(Beginning of EXTRACTED RECORDS)
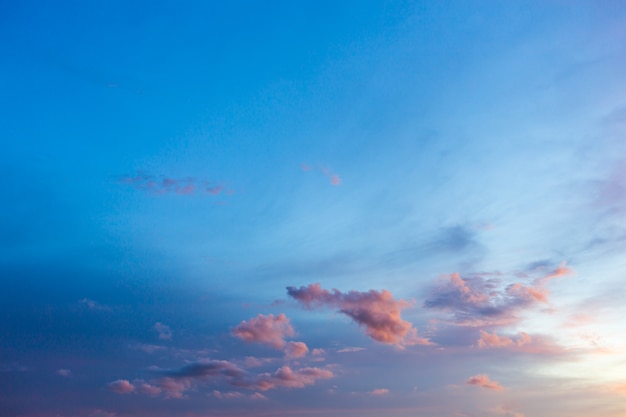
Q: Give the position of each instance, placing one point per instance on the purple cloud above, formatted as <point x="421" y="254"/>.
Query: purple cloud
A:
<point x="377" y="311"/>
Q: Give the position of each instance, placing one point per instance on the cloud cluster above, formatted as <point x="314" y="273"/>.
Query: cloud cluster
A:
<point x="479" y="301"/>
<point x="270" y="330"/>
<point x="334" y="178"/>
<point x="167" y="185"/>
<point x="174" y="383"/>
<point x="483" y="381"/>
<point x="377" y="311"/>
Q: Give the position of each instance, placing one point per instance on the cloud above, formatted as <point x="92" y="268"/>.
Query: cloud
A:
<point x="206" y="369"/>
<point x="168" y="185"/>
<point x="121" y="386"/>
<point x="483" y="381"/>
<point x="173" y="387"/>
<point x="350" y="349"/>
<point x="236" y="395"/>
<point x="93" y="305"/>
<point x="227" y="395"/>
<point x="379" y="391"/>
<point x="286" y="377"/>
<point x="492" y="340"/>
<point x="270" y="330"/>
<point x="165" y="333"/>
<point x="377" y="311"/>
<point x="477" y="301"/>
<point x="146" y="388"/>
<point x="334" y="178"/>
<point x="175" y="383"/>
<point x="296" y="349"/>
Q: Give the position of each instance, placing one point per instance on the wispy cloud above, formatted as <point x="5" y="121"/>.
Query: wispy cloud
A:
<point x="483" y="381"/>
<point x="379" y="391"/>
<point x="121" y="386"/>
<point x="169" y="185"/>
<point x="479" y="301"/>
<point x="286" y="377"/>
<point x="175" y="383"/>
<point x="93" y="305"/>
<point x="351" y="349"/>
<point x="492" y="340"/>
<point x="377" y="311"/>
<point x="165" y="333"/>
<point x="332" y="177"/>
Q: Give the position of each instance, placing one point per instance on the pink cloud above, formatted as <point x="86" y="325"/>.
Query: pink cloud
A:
(End of EXTRACTED RECORDS)
(Beginning of EXTRACTED RECORDS)
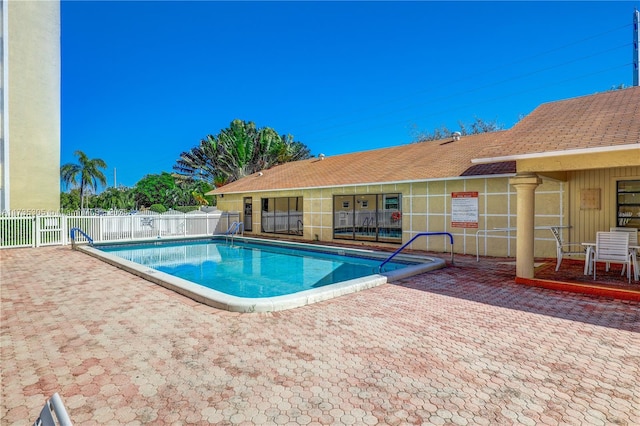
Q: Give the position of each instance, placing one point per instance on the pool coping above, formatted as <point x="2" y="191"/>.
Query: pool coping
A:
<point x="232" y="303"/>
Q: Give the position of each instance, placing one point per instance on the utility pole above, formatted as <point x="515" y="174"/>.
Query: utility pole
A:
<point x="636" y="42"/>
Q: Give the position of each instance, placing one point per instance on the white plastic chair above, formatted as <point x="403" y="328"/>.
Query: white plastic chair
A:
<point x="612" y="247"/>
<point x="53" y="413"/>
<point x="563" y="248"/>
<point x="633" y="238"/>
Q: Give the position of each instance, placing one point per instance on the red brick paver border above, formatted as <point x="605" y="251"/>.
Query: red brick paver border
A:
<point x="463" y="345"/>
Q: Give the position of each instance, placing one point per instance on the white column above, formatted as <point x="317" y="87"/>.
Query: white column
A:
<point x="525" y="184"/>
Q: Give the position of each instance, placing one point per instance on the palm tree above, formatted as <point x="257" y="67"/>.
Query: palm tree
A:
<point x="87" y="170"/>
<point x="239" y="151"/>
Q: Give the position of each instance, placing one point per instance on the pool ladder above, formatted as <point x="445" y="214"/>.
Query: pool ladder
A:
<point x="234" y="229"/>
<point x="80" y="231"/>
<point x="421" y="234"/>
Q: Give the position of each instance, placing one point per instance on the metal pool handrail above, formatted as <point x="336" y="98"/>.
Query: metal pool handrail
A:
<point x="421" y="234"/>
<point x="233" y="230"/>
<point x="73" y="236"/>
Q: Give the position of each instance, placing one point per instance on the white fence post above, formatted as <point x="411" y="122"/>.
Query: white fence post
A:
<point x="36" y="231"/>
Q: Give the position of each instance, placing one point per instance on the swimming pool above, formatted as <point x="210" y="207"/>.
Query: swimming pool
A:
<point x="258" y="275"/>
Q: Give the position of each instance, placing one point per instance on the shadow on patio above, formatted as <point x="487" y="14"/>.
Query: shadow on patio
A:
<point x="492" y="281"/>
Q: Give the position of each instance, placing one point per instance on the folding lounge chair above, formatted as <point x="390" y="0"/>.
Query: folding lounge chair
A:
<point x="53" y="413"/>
(End of EXTRACTED RECORDS)
(Beginning of EXTRACTED RECORDS)
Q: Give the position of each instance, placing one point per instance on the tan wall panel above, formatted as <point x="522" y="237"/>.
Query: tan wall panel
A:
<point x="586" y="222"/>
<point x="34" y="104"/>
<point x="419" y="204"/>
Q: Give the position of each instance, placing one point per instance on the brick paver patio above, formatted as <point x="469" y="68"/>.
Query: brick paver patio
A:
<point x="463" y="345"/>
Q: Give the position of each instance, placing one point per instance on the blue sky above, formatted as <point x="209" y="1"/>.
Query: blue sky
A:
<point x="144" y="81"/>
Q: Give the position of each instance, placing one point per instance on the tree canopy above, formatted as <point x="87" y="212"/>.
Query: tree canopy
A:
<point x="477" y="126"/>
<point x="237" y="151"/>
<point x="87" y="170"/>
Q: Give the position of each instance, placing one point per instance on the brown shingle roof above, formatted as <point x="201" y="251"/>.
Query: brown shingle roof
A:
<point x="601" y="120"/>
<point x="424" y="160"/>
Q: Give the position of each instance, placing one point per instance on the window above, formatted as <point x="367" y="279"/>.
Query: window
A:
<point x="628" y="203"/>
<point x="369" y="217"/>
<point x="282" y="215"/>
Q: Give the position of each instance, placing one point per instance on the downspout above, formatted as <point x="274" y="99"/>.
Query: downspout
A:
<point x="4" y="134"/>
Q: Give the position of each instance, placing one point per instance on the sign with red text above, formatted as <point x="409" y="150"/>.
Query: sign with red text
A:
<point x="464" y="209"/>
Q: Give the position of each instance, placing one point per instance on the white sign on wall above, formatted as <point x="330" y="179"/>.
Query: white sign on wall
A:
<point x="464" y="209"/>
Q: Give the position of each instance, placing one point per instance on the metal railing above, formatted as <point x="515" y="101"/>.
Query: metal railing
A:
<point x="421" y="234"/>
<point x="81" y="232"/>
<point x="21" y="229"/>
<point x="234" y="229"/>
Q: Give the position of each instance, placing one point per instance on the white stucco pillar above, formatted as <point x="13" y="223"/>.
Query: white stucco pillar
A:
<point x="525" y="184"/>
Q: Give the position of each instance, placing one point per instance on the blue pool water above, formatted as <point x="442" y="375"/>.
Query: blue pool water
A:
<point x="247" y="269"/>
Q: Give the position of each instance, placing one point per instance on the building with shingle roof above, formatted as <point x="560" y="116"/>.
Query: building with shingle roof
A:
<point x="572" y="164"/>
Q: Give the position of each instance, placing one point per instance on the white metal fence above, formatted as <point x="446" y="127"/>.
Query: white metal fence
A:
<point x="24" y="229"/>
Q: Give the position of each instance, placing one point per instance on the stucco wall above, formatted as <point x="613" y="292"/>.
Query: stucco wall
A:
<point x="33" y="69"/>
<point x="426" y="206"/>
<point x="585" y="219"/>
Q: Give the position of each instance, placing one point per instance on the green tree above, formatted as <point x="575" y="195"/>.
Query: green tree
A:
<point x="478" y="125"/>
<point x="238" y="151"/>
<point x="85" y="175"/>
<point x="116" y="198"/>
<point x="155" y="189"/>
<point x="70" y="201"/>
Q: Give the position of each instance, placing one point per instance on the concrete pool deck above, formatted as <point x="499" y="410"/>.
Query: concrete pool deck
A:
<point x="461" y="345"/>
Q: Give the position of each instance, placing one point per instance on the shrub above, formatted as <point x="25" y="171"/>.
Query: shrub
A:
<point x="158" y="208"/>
(End of EXTRACTED RECORDS)
ASSIGNED TASK →
Going back over the entries above, copy word for word every line from the one that has "on the purple" on through the one that has "Query: cloud cluster".

OUTPUT FOR THIS EXERCISE →
Q: Give the position of each instance, placing one point per instance on the purple cloud above, formatted as <point x="421" y="254"/>.
Query: purple cloud
A:
<point x="377" y="311"/>
Q: Give the position of each instance, placing one point per instance on the cloud cluster above, formatted as <point x="314" y="273"/>.
Query: cloud cluster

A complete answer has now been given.